What is needed: From the first line to the last, print the listing exactly.

Recorded information:
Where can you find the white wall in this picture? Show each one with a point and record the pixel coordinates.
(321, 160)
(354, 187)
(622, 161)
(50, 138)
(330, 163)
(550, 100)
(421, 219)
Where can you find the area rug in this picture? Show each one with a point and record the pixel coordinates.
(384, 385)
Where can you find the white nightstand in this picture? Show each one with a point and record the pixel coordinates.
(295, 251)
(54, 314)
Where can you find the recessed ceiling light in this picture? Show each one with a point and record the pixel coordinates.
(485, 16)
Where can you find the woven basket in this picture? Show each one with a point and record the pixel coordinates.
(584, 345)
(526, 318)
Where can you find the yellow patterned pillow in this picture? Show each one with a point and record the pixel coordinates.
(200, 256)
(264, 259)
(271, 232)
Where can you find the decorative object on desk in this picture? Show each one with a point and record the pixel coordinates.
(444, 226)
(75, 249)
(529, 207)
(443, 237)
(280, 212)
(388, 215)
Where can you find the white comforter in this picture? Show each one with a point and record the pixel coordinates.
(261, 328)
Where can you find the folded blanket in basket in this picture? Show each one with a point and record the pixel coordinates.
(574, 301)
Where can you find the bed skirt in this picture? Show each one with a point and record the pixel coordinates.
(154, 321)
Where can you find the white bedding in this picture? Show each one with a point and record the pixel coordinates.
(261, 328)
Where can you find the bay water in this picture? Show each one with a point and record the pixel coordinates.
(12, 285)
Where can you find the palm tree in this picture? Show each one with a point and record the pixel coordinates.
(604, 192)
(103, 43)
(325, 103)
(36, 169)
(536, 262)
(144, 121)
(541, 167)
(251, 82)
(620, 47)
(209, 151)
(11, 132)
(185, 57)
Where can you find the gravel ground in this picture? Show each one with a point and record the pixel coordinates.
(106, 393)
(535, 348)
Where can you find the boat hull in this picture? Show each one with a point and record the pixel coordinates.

Answer:
Where can you find the white wall in this picture? Show each one with a point and record the pixel coordinates.
(321, 160)
(354, 187)
(622, 161)
(50, 138)
(330, 163)
(550, 100)
(421, 219)
Where can you find the area rug in this picture? Show each one with a point and record the pixel coordinates.
(384, 385)
Where can you find the white nightstand in this picture? Show each one with a point and record the pixel coordinates.
(295, 251)
(54, 314)
Where can you find the recessed ceiling light in this picture? Show each one with a point and record the pixel coordinates.
(485, 16)
Where can you find the woven basket in this picture? Show each one with a point and record the pixel coordinates.
(584, 345)
(526, 318)
Where can you find the yellow patterned pillow in this picture? Show each one with a point and record the pixel coordinates.
(200, 256)
(264, 259)
(271, 232)
Where can you find the decorative object on desk in this picture? Show each one with a point and record the pixel coordinates.
(444, 226)
(75, 249)
(529, 207)
(443, 237)
(280, 212)
(388, 215)
Where can you find the white comforter in this picture? Show each one with a point and record the pixel coordinates.
(261, 328)
Where can you find the folded blanket in basket in this picture? Show each one with a point and record the pixel coordinates.
(574, 301)
Where can you find the bed skirt in this picture? Show each one with a point and record the pixel coordinates.
(154, 321)
Where can you find the white bedding in this picture? Show each one with a point and record the pixel coordinates.
(261, 328)
Where can you find the bay water in this picture? Show each one with a point and record the pixel coordinates.
(12, 285)
Where can you find the palm tree in this picture? Show each one with a point and record the pixel coordinates.
(604, 192)
(103, 43)
(325, 103)
(36, 169)
(536, 262)
(144, 121)
(541, 167)
(251, 82)
(620, 47)
(209, 151)
(11, 132)
(185, 57)
Where can you find the gravel ground in this picture? Show each one with a point and record the pixel coordinates.
(106, 393)
(535, 348)
Where can you find the boat hull in this picture? Show each one with a point and record the pixel coordinates.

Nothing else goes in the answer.